**Selected extract:**

I'm going to read through your essay a few times. I'll edit/change this message with input/suggestions/comments/etc. when I finish. Just letting you know I'm here


----------



## Ashe (Sep 23, 2001)

Shows how much I know...editing isn't enabled on these forums. Oh well...I'm not surprise we share quotes. Many of these are very common (you'll see alot of chapter titles with them as blurbs, and they can often be found in many textbooks and general Holocaust introduction/summary type books as well)I think you have a good foundation, like you said, it just needs some reworking and fleshing out. In your editing and rewwrite, you may want to try and establish a smoother flow. In my experience, aside from it being good writing practice, a paper that flows well and is easy to read can often make up for a few errors. Remember that the professor and/or grading assistant probably has scores of pages of student-written work to read...just trying to put it in a different light. I'm not saying it can make up for glaring omissions...but I think it really helps.I would like to suggest you visit Yad Vashem's website. If you did not know already, this is the center in Israel dedicated to the Holocaust - study, rememberance, analysis, and so forth. They've expanded the site significantly since I took the class. There is now a SHOAH section, as well as a collection of good, primary source documents that were not there when I wrote my essay. The teacher I had actually studied and lectured there for a time. I really liked the course, and am very ashamed at the paper I wrote (I had planned something more grand), but it was only an elective and I had 4 other classes, 3 of which were degree requisites. Practicality overrode


----------



## Nikki (Jul 11, 2000)

I have finished.Im exhausted. Sorry no reply last night. Had a drama. Will post about it later, its funny!


----------

**Supplied data:**
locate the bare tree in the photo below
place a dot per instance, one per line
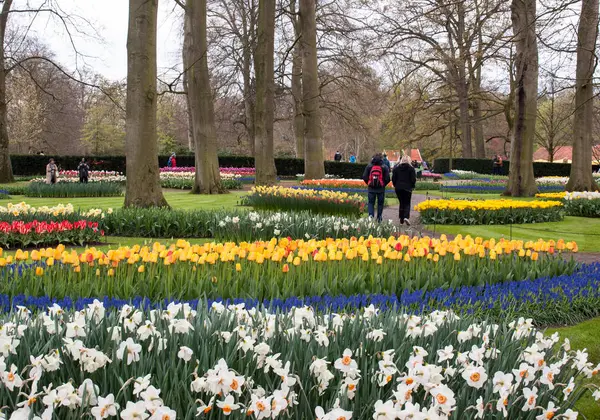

**Exercise objective:** From the forum thread about the essay, return everything from "I'm going to" down to "(Sep 23, 2001)", copied word for word.

**Output of the task:**
I'm going to read through your essay a few times. I'll edit/change this message with input/suggestions/comments/etc. when I finish. Just letting you know I'm here


----------



## Ashe (Sep 23, 2001)